## GESTELLTE AUFGABE A
Gib aus dem Forenthread über Schleierschwänze im Teich alles von „## jora (21.“ bis hinunter zu „so niedlich finde.“ unverändert wieder.

___ DOKUMENTAUSSCHNITT ___

# Schleierschwänze im Teich?



## jora (21. Mai 2007)

Hallo,

habe mal wieder eine Frage und brauche Hilfe.

Ich hatte eigentlich vor mir einige Schleierschwänze in den Teich zu setzen, da ich das Schwimmverhalten von den Burschen so niedlich finde.  

Nun ist bei Google keine klare Auskunft darüber zu finden, ob Schleierschwänze im Teich überwintern können oder nicht. Mal wird davon abgeraten, ein anderes mal wird geschrieben, dass dies, bei ausreichender Tiefe kein Problem ist.

Ich bin nun etwas verwirrt. :crazy: 
Kann mir jemand helfen?

Gruß Jörg


----------



## Epalzeorhynchos (21. Mai 2007)

*AW: Schleierschwänze im Teich?*

Hi Jörg.

Also ich kann dir von Schleierschwänzen nur abraten, da es *- defekter Link entfernt -* sind!
Sofern du eine von diesen Zuchtformen meinst -> Schleierschwanz

Qualzucht bei Goldfischen heißt u.a. das die Tieren eine verkrümmte und verkürzte Wirbelsäule haben, verlängerte oder deformierte Flossen, manchmal fehlen auch ganze Flossen, geschwürartige Wucherungen am Kopf (z.B. Blasenauge und Löwenkopf) und missgebildete Augen (Teleskopaugen, Himmelsgucker). Bei anderen Fischen wie dem Papageienbuntbarsch (Red Parrot) können auch noch Deformierungen des Mauls auftreten, das zu Folge hat, das die Tiere nicht mehr richtig ihr Maul schließen können und somit nicht mehr richtig fressen.
Man weiß nicht ob diese Tiere ihr Leben lang Schmerzen durch diese Missbildungen haben oder nicht. Auf jeden Fall ist ihr Schwimmverhalten, was du so niedlich findest eine einzige Qual für sie, da sie dadurch kaum noch richtig schwimmen können.

___ DATENZEILEN ___

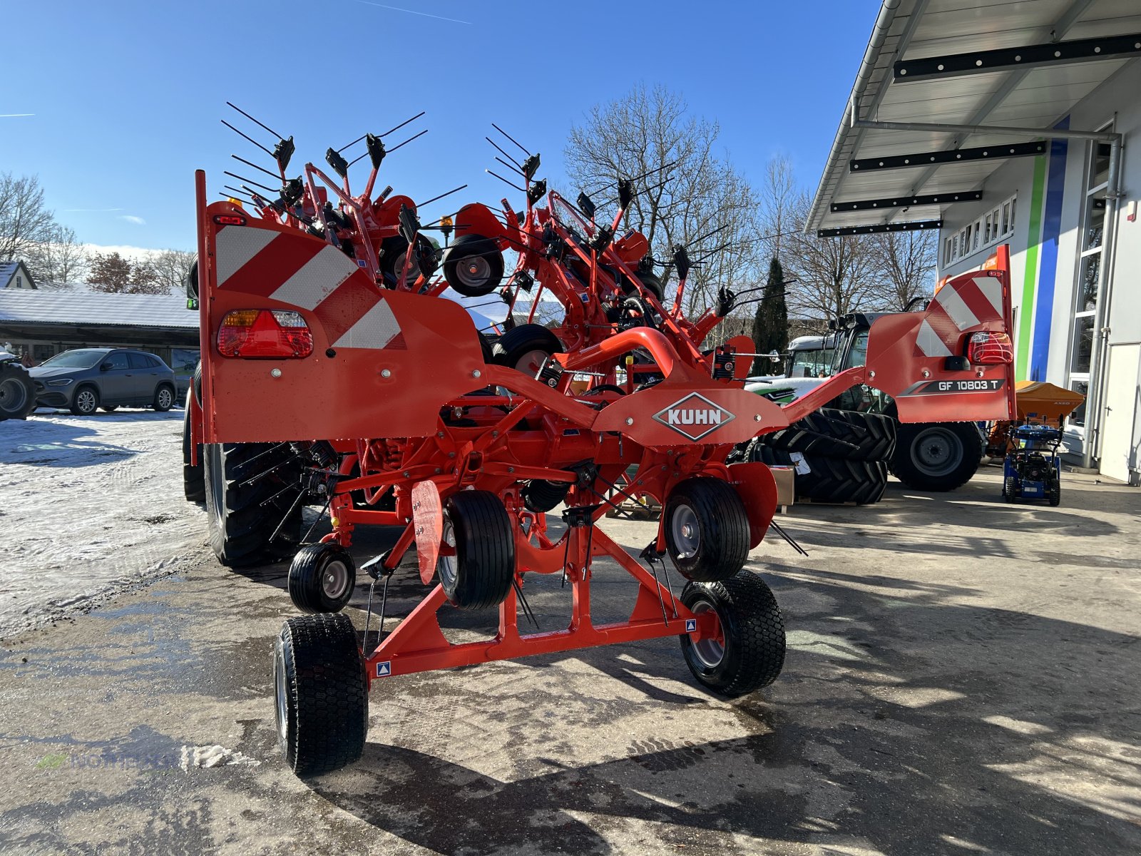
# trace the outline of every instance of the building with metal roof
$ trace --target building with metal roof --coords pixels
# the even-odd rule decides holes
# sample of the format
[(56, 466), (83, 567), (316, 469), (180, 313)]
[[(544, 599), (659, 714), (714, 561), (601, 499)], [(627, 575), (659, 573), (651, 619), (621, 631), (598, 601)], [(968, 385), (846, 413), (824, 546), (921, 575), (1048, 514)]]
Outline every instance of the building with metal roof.
[(199, 360), (199, 313), (172, 294), (0, 289), (0, 344), (38, 365), (71, 348), (137, 348), (175, 370), (179, 388)]
[(1067, 443), (1141, 483), (1141, 2), (883, 0), (812, 201), (822, 236), (1010, 245), (1017, 370), (1085, 393)]

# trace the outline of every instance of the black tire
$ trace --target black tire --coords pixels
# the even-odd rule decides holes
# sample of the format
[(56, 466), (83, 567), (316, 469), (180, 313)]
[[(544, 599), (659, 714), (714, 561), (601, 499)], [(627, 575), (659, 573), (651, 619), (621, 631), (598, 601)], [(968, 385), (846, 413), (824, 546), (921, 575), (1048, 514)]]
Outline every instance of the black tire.
[(369, 680), (347, 615), (289, 619), (274, 640), (277, 745), (298, 776), (353, 764), (369, 733)]
[(784, 668), (785, 629), (772, 591), (742, 571), (721, 582), (688, 582), (681, 603), (695, 613), (717, 612), (722, 641), (681, 637), (681, 653), (697, 681), (731, 698), (775, 681)]
[[(770, 467), (796, 467), (798, 461), (792, 455), (792, 452), (761, 443), (753, 444), (748, 450), (750, 461), (760, 461)], [(804, 463), (809, 471), (796, 473), (795, 476), (798, 499), (868, 506), (883, 499), (888, 486), (888, 465), (883, 461), (804, 455)]]
[[(281, 493), (299, 482), (290, 447), (207, 443), (202, 453), (207, 525), (218, 562), (245, 567), (292, 556), (301, 535), (301, 508), (290, 511), (296, 492)], [(254, 476), (260, 477), (248, 483)]]
[(533, 478), (520, 491), (520, 495), (523, 504), (528, 509), (545, 514), (565, 500), (569, 490), (568, 482), (548, 482), (545, 478)]
[(486, 609), (503, 603), (515, 580), (515, 533), (497, 495), (460, 491), (448, 496), (444, 544), (454, 547), (455, 555), (440, 556), (436, 573), (454, 606)]
[(822, 407), (771, 434), (758, 437), (772, 449), (802, 454), (890, 461), (896, 451), (896, 427), (891, 417), (851, 410)]
[(355, 587), (356, 563), (335, 541), (302, 547), (290, 563), (286, 588), (301, 612), (340, 612)]
[[(416, 242), (420, 245), (421, 252), (435, 252), (436, 248), (431, 245), (429, 241), (423, 235), (416, 235)], [(408, 242), (405, 241), (399, 235), (394, 235), (393, 237), (386, 237), (380, 242), (380, 273), (385, 280), (385, 284), (390, 289), (395, 289), (399, 283), (400, 268), (404, 266), (404, 257), (408, 251)], [(408, 269), (405, 275), (405, 282), (411, 285), (420, 276), (420, 263), (416, 259), (416, 253), (412, 253), (412, 260), (408, 263)]]
[(99, 409), (99, 390), (84, 383), (72, 396), (71, 412), (78, 417), (89, 417)]
[(202, 466), (202, 444), (197, 444), (199, 462), (191, 463), (191, 393), (186, 394), (186, 412), (183, 414), (183, 493), (189, 502), (207, 501), (207, 483)]
[(27, 419), (35, 410), (35, 383), (27, 370), (14, 360), (0, 363), (0, 422)]
[(916, 491), (954, 491), (982, 460), (982, 436), (973, 422), (900, 423), (891, 475)]
[(175, 406), (175, 388), (170, 383), (160, 383), (154, 390), (152, 405), (157, 413), (165, 413)]
[(539, 372), (544, 355), (560, 353), (563, 345), (558, 337), (542, 324), (512, 328), (492, 346), (492, 360), (496, 365), (517, 369), (532, 378)]
[(687, 580), (727, 580), (748, 558), (748, 514), (728, 482), (697, 476), (679, 482), (662, 511), (665, 547)]
[(461, 235), (444, 250), (444, 278), (464, 297), (483, 297), (503, 280), (503, 253), (489, 237)]

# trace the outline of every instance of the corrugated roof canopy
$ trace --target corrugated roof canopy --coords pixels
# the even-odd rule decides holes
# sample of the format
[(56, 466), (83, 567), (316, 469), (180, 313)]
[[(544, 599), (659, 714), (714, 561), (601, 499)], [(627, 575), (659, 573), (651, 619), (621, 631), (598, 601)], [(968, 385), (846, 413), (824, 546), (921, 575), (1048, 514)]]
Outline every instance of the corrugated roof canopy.
[[(849, 103), (855, 103), (864, 120), (1045, 129), (1123, 65), (1135, 62), (1131, 56), (1141, 55), (1132, 40), (1112, 48), (1070, 43), (1136, 33), (1141, 33), (1141, 0), (884, 0)], [(1060, 49), (1061, 58), (1049, 50), (1042, 64), (1017, 65), (1031, 56), (1015, 49), (1051, 42), (1060, 42), (1053, 47)], [(906, 76), (906, 71), (922, 73), (923, 64), (909, 66), (919, 59), (990, 50), (1004, 54), (968, 58), (968, 65), (984, 71), (972, 67), (952, 74), (948, 62), (946, 70), (939, 70), (939, 63), (929, 66), (932, 76)], [(1120, 58), (1101, 58), (1106, 54)], [(1009, 65), (998, 65), (1004, 62)], [(985, 71), (992, 65), (995, 71)], [(973, 194), (1004, 162), (996, 156), (1003, 144), (1009, 151), (1037, 139), (851, 127), (851, 111), (845, 111), (806, 228), (938, 221), (954, 199), (875, 210), (852, 210), (851, 205), (867, 200)], [(877, 169), (882, 158), (912, 160), (909, 155), (974, 148), (987, 154), (950, 163), (925, 158), (926, 165)], [(872, 159), (866, 164), (869, 171), (852, 171), (851, 162), (865, 159)]]

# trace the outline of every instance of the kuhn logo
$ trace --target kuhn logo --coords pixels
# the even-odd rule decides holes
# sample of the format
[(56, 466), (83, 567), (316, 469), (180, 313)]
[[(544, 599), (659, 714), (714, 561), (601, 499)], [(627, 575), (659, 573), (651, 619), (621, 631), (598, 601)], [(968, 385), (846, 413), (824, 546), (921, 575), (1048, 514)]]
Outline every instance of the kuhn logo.
[(704, 395), (690, 393), (681, 401), (654, 414), (662, 425), (689, 439), (701, 439), (710, 431), (731, 422), (736, 417)]

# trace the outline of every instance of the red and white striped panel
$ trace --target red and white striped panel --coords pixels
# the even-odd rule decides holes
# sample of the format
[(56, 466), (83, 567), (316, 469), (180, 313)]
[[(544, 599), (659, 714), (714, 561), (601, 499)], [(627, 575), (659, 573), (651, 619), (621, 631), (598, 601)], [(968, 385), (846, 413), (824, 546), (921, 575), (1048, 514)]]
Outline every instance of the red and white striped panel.
[(963, 331), (1002, 318), (1002, 281), (985, 273), (964, 274), (932, 298), (915, 346), (926, 357), (952, 356), (948, 344), (957, 344)]
[(218, 288), (311, 312), (334, 348), (383, 348), (400, 325), (381, 291), (335, 247), (250, 226), (215, 236)]

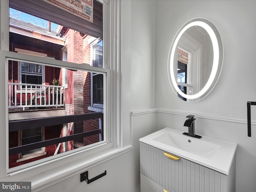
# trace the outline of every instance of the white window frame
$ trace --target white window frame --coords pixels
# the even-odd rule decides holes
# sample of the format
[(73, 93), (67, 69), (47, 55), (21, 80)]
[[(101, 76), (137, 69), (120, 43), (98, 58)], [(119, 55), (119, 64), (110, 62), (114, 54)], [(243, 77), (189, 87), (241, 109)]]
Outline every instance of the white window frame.
[[(87, 64), (64, 62), (9, 51), (9, 1), (0, 1), (0, 61), (1, 63), (6, 63), (4, 66), (4, 65), (0, 66), (0, 82), (5, 82), (4, 87), (3, 83), (1, 85), (2, 90), (5, 89), (5, 92), (0, 92), (0, 97), (3, 98), (0, 100), (0, 110), (3, 114), (6, 114), (5, 116), (0, 116), (0, 120), (2, 122), (2, 127), (6, 128), (2, 130), (0, 135), (0, 152), (2, 154), (6, 152), (5, 157), (2, 155), (0, 157), (0, 169), (2, 170), (0, 172), (0, 178), (2, 180), (15, 182), (22, 178), (23, 180), (32, 182), (33, 191), (39, 191), (132, 149), (131, 128), (130, 128), (130, 130), (126, 129), (126, 134), (123, 135), (122, 133), (124, 131), (122, 130), (121, 117), (122, 1), (100, 0), (104, 4), (104, 67), (102, 69), (96, 69)], [(66, 155), (61, 158), (48, 159), (46, 162), (39, 160), (39, 164), (10, 171), (8, 168), (8, 112), (6, 105), (8, 97), (6, 93), (8, 93), (8, 68), (6, 62), (8, 58), (34, 61), (71, 69), (81, 69), (92, 72), (99, 71), (103, 73), (106, 79), (104, 82), (107, 99), (104, 101), (106, 104), (104, 110), (106, 112), (104, 114), (104, 127), (108, 128), (107, 130), (105, 130), (104, 134), (107, 142), (90, 149), (75, 151), (71, 154), (67, 153)], [(4, 98), (5, 99), (4, 99)], [(6, 172), (2, 171), (5, 169)]]

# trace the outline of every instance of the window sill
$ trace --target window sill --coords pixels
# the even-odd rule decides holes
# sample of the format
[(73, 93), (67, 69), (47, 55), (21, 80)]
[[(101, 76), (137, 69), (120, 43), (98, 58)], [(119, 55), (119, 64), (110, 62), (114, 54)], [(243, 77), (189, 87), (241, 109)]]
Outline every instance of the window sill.
[[(44, 165), (43, 163), (37, 167), (24, 169), (9, 174), (10, 177), (6, 179), (17, 181), (19, 178), (26, 178), (26, 181), (31, 182), (32, 191), (39, 192), (128, 152), (132, 149), (132, 146), (129, 145), (122, 148), (107, 147), (106, 149), (102, 149), (88, 156), (84, 155), (86, 153), (84, 152), (79, 154), (82, 155), (74, 155), (70, 158), (66, 158), (52, 164)], [(79, 156), (79, 158), (77, 156)], [(55, 163), (58, 166), (51, 165)]]
[(17, 160), (16, 162), (18, 163), (19, 162), (21, 162), (22, 161), (26, 161), (29, 159), (31, 159), (33, 158), (35, 158), (36, 157), (40, 157), (40, 156), (42, 156), (43, 155), (46, 155), (46, 152), (39, 152), (38, 153), (32, 154), (31, 155), (28, 155), (24, 157), (21, 158), (20, 159)]
[(101, 112), (104, 113), (103, 108), (102, 107), (98, 107), (95, 106), (89, 106), (88, 107), (88, 110), (94, 111), (94, 112)]

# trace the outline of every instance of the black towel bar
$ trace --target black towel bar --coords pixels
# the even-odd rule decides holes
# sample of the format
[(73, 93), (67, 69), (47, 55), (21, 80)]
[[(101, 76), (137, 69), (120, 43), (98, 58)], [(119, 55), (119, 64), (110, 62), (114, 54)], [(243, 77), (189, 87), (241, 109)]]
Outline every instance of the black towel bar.
[(82, 182), (84, 181), (85, 181), (87, 184), (89, 184), (89, 183), (93, 182), (96, 180), (99, 179), (101, 177), (103, 177), (106, 174), (107, 171), (105, 170), (104, 173), (102, 173), (101, 174), (100, 174), (91, 179), (89, 179), (88, 178), (89, 177), (88, 171), (86, 171), (85, 172), (80, 174), (80, 182)]

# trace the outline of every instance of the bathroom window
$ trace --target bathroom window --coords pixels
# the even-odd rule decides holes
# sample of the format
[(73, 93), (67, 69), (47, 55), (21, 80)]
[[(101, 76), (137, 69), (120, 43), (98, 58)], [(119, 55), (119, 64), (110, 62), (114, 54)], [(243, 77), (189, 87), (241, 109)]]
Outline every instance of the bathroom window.
[[(104, 66), (103, 26), (98, 26), (103, 22), (103, 5), (94, 3), (96, 24), (68, 14), (66, 20), (65, 12), (46, 14), (32, 9), (29, 2), (26, 7), (11, 0), (16, 9), (10, 9), (10, 50), (24, 54), (23, 59), (7, 60), (11, 172), (107, 143), (110, 70)], [(48, 14), (55, 16), (50, 21), (45, 20)], [(75, 18), (84, 23), (71, 22)], [(92, 44), (93, 39), (96, 40)], [(34, 56), (45, 58), (44, 62)], [(98, 71), (84, 64), (90, 62)], [(19, 92), (19, 87), (24, 90)], [(92, 105), (100, 110), (91, 110)], [(12, 125), (16, 121), (18, 125)], [(43, 133), (41, 127), (45, 128)], [(36, 155), (42, 152), (45, 155)]]
[[(121, 77), (118, 74), (121, 72), (119, 70), (122, 68), (122, 64), (120, 60), (121, 56), (117, 50), (121, 48), (119, 42), (122, 36), (121, 25), (114, 24), (116, 24), (115, 20), (116, 18), (120, 19), (117, 20), (118, 22), (121, 21), (121, 9), (119, 8), (122, 5), (121, 2), (108, 0), (90, 1), (93, 2), (94, 11), (92, 13), (92, 15), (94, 16), (96, 13), (99, 16), (94, 16), (93, 23), (88, 23), (61, 9), (46, 5), (48, 1), (37, 1), (36, 5), (34, 1), (29, 0), (1, 1), (0, 8), (3, 21), (0, 24), (2, 33), (9, 39), (8, 42), (5, 41), (6, 39), (4, 42), (1, 42), (0, 50), (0, 60), (2, 63), (5, 63), (4, 68), (2, 65), (1, 69), (2, 72), (5, 71), (5, 76), (2, 76), (2, 78), (3, 82), (5, 81), (6, 91), (0, 93), (1, 98), (6, 98), (6, 106), (1, 108), (3, 114), (6, 114), (6, 116), (2, 117), (6, 129), (4, 131), (5, 134), (0, 135), (0, 140), (6, 140), (6, 143), (6, 143), (6, 152), (2, 152), (7, 154), (6, 163), (0, 165), (2, 170), (6, 170), (6, 177), (6, 177), (6, 180), (14, 182), (16, 181), (17, 178), (26, 178), (32, 182), (32, 187), (35, 190), (47, 187), (45, 184), (49, 183), (49, 178), (51, 183), (58, 182), (64, 177), (68, 178), (80, 173), (82, 170), (92, 168), (132, 149), (129, 139), (131, 132), (128, 131), (125, 136), (120, 134), (122, 132), (122, 128), (120, 123), (122, 108), (119, 105), (122, 95), (118, 89), (121, 86)], [(50, 23), (51, 27), (47, 27), (46, 35), (32, 30), (34, 32), (32, 35), (23, 37), (25, 39), (22, 42), (28, 45), (18, 44), (21, 35), (16, 33), (16, 31), (14, 28), (15, 24), (17, 24), (15, 23), (16, 20), (10, 18), (10, 22), (7, 21), (10, 16), (6, 10), (9, 6), (20, 11), (25, 12), (26, 10), (26, 13), (31, 15), (40, 15), (47, 23)], [(99, 18), (102, 20), (101, 22), (97, 20)], [(21, 20), (19, 21), (22, 22)], [(60, 26), (56, 30), (52, 26), (53, 23)], [(87, 28), (88, 26), (90, 27)], [(38, 26), (36, 28), (44, 30)], [(68, 36), (69, 33), (72, 33), (72, 35), (70, 34), (70, 35)], [(114, 38), (110, 35), (113, 34), (116, 34)], [(88, 40), (88, 36), (102, 39), (104, 52), (102, 54), (102, 68), (93, 66), (90, 62), (90, 49), (87, 48), (92, 41), (83, 43)], [(49, 36), (52, 40), (47, 40)], [(81, 43), (81, 47), (84, 49), (72, 49), (73, 44), (65, 44), (65, 42), (70, 42), (70, 37), (72, 36), (84, 41), (76, 42)], [(39, 43), (42, 40), (45, 42), (44, 44)], [(83, 47), (84, 46), (86, 46)], [(64, 53), (65, 46), (67, 51)], [(17, 49), (24, 49), (24, 47), (29, 52), (40, 52), (42, 55), (46, 56), (38, 56), (25, 52), (17, 52)], [(82, 58), (73, 57), (74, 55), (85, 56), (84, 52), (87, 51), (88, 57)], [(102, 55), (100, 52), (96, 53), (98, 55), (95, 56), (98, 56), (98, 60), (100, 60)], [(66, 54), (64, 57), (64, 54)], [(95, 58), (94, 64), (101, 65), (99, 62), (97, 63), (97, 59)], [(67, 61), (64, 61), (66, 59)], [(20, 71), (19, 63), (22, 62), (40, 65), (44, 67), (43, 71), (45, 80), (42, 80), (42, 85), (38, 85), (41, 88), (37, 86), (32, 89), (27, 86), (25, 92), (23, 92), (23, 90), (22, 93), (17, 91), (15, 86), (20, 83), (18, 75)], [(62, 75), (62, 72), (65, 70), (68, 77), (66, 81), (64, 79), (64, 75)], [(98, 76), (100, 77), (95, 81), (98, 82), (96, 83), (96, 90), (98, 90), (96, 94), (98, 94), (100, 96), (92, 101), (95, 104), (101, 105), (101, 110), (98, 112), (90, 110), (87, 107), (92, 105), (92, 74), (100, 74)], [(66, 82), (68, 84), (66, 88), (64, 86)], [(103, 99), (100, 96), (102, 92)], [(37, 102), (34, 102), (33, 98), (36, 98)], [(23, 114), (23, 118), (16, 115), (16, 112)], [(66, 114), (70, 112), (72, 114)], [(28, 114), (30, 117), (25, 117)], [(78, 121), (72, 122), (75, 116), (76, 119), (79, 118)], [(85, 121), (89, 121), (89, 123), (85, 123)], [(94, 125), (98, 128), (89, 130), (92, 127), (90, 125)], [(31, 148), (20, 146), (22, 144), (21, 136), (19, 135), (20, 134), (19, 132), (20, 133), (21, 131), (29, 129), (35, 129), (34, 130), (38, 127), (44, 128), (42, 132), (42, 141), (36, 141), (31, 144), (32, 147)], [(74, 128), (76, 128), (75, 130)], [(52, 131), (53, 130), (54, 131)], [(92, 133), (95, 134), (92, 135)], [(33, 136), (34, 138), (38, 136)], [(77, 136), (79, 136), (77, 137)], [(17, 139), (13, 140), (12, 138)], [(52, 139), (54, 141), (53, 144)], [(47, 147), (49, 148), (47, 149)], [(21, 154), (22, 158), (25, 158), (29, 153), (26, 153), (31, 152), (29, 155), (31, 155), (34, 150), (34, 154), (44, 154), (15, 164), (18, 154)], [(36, 151), (37, 150), (38, 151)], [(10, 156), (13, 156), (13, 158), (10, 158)], [(12, 166), (10, 166), (12, 164)], [(41, 174), (42, 172), (44, 174)], [(13, 175), (15, 175), (13, 177), (9, 176)]]

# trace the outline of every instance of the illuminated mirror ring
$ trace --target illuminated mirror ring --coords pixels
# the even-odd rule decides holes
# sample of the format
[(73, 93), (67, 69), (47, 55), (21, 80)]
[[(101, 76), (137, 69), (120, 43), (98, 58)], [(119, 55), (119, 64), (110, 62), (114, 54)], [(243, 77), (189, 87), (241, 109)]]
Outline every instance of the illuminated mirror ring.
[[(208, 24), (210, 24), (211, 26)], [(176, 81), (174, 72), (176, 72), (176, 71), (175, 71), (173, 67), (174, 62), (175, 59), (174, 55), (175, 52), (176, 50), (178, 42), (182, 34), (189, 28), (196, 26), (199, 26), (204, 29), (207, 32), (211, 39), (213, 49), (212, 68), (209, 79), (202, 90), (196, 94), (187, 95), (180, 89)], [(218, 39), (216, 36), (216, 34), (218, 36)], [(201, 97), (201, 98), (202, 98), (209, 93), (216, 82), (222, 67), (222, 60), (223, 47), (222, 41), (219, 33), (218, 33), (218, 31), (215, 26), (208, 20), (202, 18), (197, 18), (188, 21), (182, 27), (176, 34), (175, 38), (172, 41), (172, 46), (169, 51), (168, 65), (168, 73), (168, 73), (168, 75), (169, 76), (169, 81), (173, 89), (174, 89), (174, 91), (178, 92), (182, 97), (188, 99), (193, 100), (199, 98), (200, 97)], [(176, 61), (177, 59), (176, 60)], [(219, 74), (218, 74), (218, 72)], [(214, 82), (214, 81), (215, 82)], [(211, 89), (210, 88), (212, 88)]]

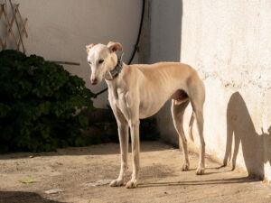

___

## GESTELLTE AUFGABE B
Gib die Zeilen der Datensätze von der Zeile mit „# trace the outline of every instance of the window“ bis hinunter zur Zeile mit „Outline every instance of the window sill.“, beide eingeschlossen, als Markdown-Tabelle aus. Die Spalte „Nr.“ enthält eine fortlaufende Nummer, die Spalte „Datensatzzeile“ den Inhalt der Zeile, und Leerzeilen bleiben weg.

## LÖSUNG A
## jora (21. Mai 2007)

Hallo,

habe mal wieder eine Frage und brauche Hilfe.

Ich hatte eigentlich vor mir einige Schleierschwänze in den Teich zu setzen, da ich das Schwimmverhalten von den Burschen so niedlich finde.

## LÖSUNG B
| Nr. | Datensatzzeile |
|---|---|
| 1 | # trace the outline of every instance of the window sill |
| 2 | $ trace --target window sill --coords pixels |
| 3 | # the even-odd rule decides holes |
| 4 | # sample of the format |
| 5 | [(73, 93), (67, 69), (47, 55), (21, 80)] |
| 6 | [[(101, 76), (137, 69), (120, 43), (98, 58)], [(119, 55), (119, 64), (110, 62), (114, 54)], [(243, 77), (189, 87), (241, 109)]] |
| 7 | Outline every instance of the window sill. |